-------- SELECTED EXCERPT

U.S. stocks have resumed their downturn after Friday's rally amid extremely volatile trading. After opening limit down on Monday, for the third time since a week ago, triggering a trading halt, then falling further on the reopening, stocks recovered some of their early morning losses. By late morning the S&P was down 5.7% and the Dow Jones Industrial Average off 7.5%.
Bonds also reversed their recent trading behavior in early morning trading, with yields falling after rising several sessions last week. Bonds yields usually fall when stock prices decline, especially at times of growing concerns about a possible recession, and that's what happened Monday morning. But by late morning, the 10-year Treasury yield was rising again, at 0.85%, up about 10 basis points from the open.
A second surprise rate cut by the Federal Reserve on Sunday, like the first one on March 3, failed to calm markets.
The Fed slashed the federal funds rate Sunday evening by 1% to a range between zero and 0.25%, days before the start of the Federal Open Market Committee's regularly scheduled policymaking meeting. The latest cut followed a 50 basis-point cut on March 3.

----------------
-------- SUPPLIED INFORMATION

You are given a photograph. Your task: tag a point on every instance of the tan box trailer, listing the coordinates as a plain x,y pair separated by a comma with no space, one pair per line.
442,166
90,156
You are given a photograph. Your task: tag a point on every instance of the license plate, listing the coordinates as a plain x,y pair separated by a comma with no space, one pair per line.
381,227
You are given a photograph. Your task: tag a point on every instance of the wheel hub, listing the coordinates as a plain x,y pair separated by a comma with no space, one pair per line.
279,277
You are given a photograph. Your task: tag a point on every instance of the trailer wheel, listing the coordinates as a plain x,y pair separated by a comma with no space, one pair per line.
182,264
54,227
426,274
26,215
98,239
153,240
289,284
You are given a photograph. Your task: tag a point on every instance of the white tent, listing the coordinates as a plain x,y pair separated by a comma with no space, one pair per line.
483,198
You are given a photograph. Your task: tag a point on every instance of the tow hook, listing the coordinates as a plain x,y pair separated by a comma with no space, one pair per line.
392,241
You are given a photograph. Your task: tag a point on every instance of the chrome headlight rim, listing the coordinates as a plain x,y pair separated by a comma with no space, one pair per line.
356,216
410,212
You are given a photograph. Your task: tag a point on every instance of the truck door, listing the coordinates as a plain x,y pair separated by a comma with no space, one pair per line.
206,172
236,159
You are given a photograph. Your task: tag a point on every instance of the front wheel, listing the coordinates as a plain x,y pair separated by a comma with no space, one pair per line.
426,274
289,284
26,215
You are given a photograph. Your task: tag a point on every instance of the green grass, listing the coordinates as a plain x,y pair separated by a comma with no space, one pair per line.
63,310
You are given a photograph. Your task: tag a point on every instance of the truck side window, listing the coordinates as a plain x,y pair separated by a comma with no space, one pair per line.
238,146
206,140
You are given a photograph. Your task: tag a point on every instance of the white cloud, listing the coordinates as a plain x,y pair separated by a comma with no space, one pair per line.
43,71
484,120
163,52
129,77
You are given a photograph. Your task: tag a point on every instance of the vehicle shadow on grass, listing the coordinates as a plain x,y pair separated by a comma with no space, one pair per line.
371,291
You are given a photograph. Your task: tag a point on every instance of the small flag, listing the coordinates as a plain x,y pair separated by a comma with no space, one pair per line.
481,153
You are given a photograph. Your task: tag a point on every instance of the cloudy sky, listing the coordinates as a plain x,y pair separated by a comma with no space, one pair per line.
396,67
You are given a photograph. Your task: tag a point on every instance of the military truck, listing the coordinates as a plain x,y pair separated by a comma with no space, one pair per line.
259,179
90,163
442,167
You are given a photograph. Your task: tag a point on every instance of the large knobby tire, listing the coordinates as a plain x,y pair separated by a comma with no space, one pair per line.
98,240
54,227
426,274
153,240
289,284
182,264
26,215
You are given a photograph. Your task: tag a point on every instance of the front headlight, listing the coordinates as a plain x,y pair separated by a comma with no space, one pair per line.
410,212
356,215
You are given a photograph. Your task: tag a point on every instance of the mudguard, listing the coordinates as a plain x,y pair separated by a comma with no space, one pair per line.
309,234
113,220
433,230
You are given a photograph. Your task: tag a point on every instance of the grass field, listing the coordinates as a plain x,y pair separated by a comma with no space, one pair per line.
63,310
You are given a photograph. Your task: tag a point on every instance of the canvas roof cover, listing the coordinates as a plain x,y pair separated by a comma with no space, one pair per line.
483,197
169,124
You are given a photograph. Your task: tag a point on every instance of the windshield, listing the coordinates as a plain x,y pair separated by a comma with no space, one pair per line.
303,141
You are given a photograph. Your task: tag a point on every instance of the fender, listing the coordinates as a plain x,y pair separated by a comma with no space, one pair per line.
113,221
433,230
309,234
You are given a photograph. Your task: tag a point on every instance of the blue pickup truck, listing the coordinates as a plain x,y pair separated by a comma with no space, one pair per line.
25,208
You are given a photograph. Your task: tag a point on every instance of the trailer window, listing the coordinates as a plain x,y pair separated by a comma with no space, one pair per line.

----------------

* _REQUIREMENT 1_
Copy the passage of the stock market report starting at "Bonds also reversed" and ending at "on March 3.".
* _REQUIREMENT 2_
In the stock market report, to what range did the Fed lower the federal funds rate on Sunday evening?
Work only from the text; set the entries aside.

* _TASK OUTPUT 1_
Bonds also reversed their recent trading behavior in early morning trading, with yields falling after rising several sessions last week. Bonds yields usually fall when stock prices decline, especially at times of growing concerns about a possible recession, and that's what happened Monday morning. But by late morning, the 10-year Treasury yield was rising again, at 0.85%, up about 10 basis points from the open.
A second surprise rate cut by the Federal Reserve on Sunday, like the first one on March 3, failed to calm markets.
The Fed slashed the federal funds rate Sunday evening by 1% to a range between zero and 0.25%, days before the start of the Federal Open Market Committee's regularly scheduled policymaking meeting. The latest cut followed a 50 basis-point cut on March 3.

* _TASK OUTPUT 2_
Between zero and 0.25%.